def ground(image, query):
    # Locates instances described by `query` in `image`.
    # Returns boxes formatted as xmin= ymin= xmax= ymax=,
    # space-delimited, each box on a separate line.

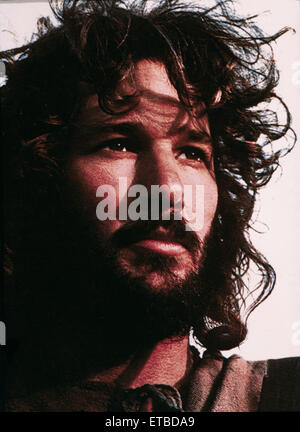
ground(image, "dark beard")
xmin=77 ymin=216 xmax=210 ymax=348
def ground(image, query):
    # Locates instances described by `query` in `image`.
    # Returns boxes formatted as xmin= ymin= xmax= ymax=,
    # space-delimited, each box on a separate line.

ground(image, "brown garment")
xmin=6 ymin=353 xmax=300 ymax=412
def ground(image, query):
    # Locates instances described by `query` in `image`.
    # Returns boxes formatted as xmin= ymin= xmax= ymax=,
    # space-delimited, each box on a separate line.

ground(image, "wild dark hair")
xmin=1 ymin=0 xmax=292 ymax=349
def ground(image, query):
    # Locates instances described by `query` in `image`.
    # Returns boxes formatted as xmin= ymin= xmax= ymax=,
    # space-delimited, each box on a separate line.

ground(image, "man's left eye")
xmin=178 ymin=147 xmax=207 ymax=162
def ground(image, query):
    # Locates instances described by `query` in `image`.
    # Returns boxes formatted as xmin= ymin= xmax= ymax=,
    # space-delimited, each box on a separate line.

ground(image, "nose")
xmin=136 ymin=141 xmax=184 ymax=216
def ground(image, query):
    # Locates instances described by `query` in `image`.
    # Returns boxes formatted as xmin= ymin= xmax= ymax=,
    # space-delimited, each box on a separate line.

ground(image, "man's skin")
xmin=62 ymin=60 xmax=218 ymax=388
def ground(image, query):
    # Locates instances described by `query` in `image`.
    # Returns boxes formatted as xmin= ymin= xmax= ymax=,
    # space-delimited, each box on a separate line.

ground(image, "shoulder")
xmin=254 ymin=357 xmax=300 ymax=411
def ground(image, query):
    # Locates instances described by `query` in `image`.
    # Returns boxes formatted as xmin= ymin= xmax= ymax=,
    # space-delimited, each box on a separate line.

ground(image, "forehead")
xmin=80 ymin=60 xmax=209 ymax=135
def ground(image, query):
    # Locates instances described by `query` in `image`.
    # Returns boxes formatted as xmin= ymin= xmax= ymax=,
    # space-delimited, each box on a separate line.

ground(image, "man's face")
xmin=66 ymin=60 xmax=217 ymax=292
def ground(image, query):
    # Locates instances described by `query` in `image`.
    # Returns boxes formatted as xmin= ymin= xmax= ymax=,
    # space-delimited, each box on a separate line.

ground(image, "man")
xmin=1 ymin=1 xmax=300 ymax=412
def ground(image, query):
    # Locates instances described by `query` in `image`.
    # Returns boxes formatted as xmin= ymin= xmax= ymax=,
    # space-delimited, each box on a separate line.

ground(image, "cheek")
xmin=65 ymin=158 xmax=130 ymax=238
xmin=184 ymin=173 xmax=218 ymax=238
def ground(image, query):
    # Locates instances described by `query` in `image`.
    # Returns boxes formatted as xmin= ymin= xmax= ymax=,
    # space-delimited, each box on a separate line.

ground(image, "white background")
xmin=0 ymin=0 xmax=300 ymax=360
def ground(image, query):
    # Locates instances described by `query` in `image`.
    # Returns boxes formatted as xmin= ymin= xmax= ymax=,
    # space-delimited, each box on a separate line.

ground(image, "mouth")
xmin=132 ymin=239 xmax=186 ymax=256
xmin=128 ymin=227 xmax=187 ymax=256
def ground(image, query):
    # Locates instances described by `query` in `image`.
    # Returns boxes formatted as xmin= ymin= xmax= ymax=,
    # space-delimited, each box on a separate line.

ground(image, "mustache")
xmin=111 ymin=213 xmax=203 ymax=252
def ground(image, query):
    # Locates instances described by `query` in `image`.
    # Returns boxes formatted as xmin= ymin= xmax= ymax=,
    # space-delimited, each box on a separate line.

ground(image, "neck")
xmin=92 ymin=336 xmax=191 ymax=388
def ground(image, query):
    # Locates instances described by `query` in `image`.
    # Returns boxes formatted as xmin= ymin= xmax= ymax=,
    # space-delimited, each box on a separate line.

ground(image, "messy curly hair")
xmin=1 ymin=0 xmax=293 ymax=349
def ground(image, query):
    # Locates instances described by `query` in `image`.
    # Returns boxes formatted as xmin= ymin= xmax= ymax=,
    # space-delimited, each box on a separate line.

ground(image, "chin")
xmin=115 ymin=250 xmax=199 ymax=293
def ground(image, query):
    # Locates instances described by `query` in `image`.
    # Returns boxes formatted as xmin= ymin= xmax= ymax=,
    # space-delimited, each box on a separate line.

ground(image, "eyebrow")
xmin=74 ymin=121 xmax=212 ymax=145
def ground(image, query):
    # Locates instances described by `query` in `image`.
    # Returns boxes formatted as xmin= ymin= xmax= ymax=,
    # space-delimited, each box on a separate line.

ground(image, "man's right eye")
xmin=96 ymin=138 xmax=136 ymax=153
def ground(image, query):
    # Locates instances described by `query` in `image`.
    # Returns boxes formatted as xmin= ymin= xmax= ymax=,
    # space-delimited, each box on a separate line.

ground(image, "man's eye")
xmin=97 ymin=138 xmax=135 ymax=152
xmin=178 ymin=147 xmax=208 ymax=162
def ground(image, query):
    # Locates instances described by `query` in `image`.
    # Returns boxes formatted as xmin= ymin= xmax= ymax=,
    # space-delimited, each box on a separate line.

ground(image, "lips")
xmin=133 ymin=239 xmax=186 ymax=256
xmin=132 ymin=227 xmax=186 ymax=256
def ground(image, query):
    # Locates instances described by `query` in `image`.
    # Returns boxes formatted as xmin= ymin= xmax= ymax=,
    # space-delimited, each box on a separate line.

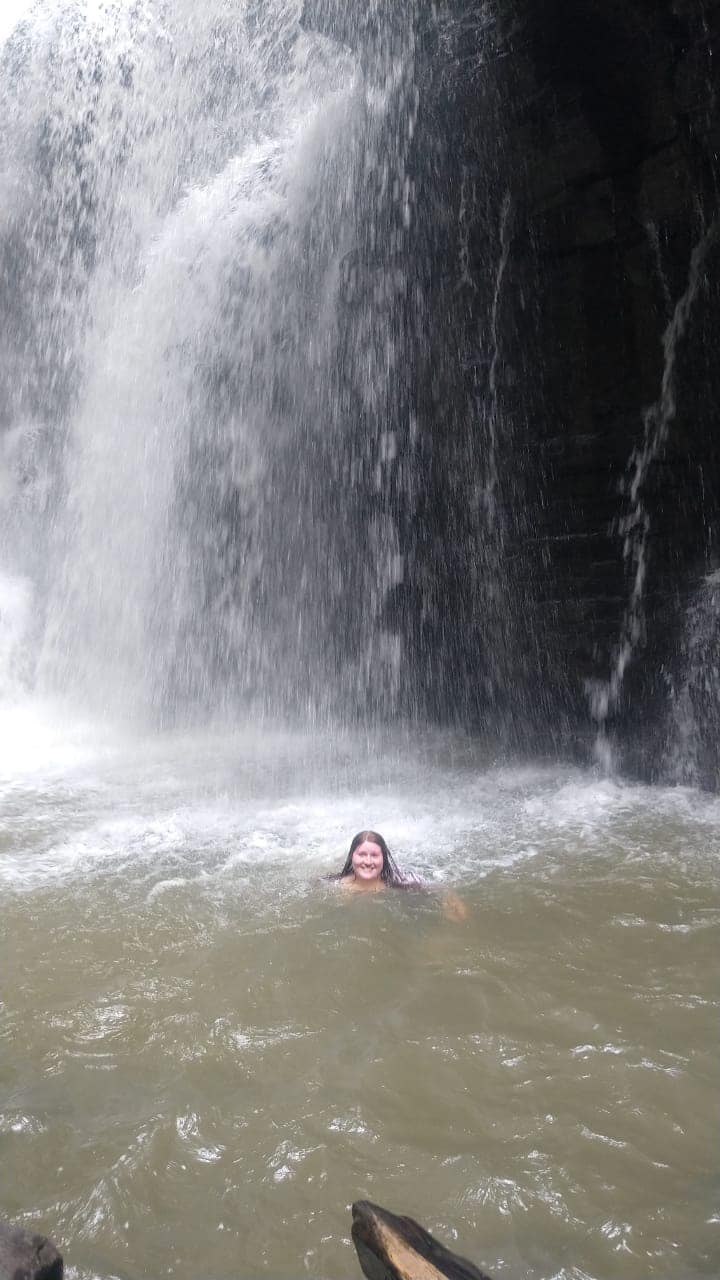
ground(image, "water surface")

────────

Stated goal ::
Rewrite every line of the material from its start through the line holding "xmin=6 ymin=353 xmax=300 ymax=412", inclusive. Scale each bounding-box coordinate by 2.25, round to whole numbers with halves going up, and omit the picture marker.

Answer for the task ::
def ground(image, query):
    # Locates instances described by `query` in `image`.
    # Returns boxes formatted as xmin= ymin= xmax= ymax=,
    # space-delimited, each box on a separate line.

ground(image, "dark beard")
xmin=173 ymin=486 xmax=473 ymax=783
def ground(image, query):
    # Locates instances described by `query` in `image`.
    # Returns boxes formatted as xmin= ymin= xmax= ymax=,
    # space-delimited, each box on a separate line.

ground(image, "brown garment")
xmin=14 ymin=794 xmax=675 ymax=927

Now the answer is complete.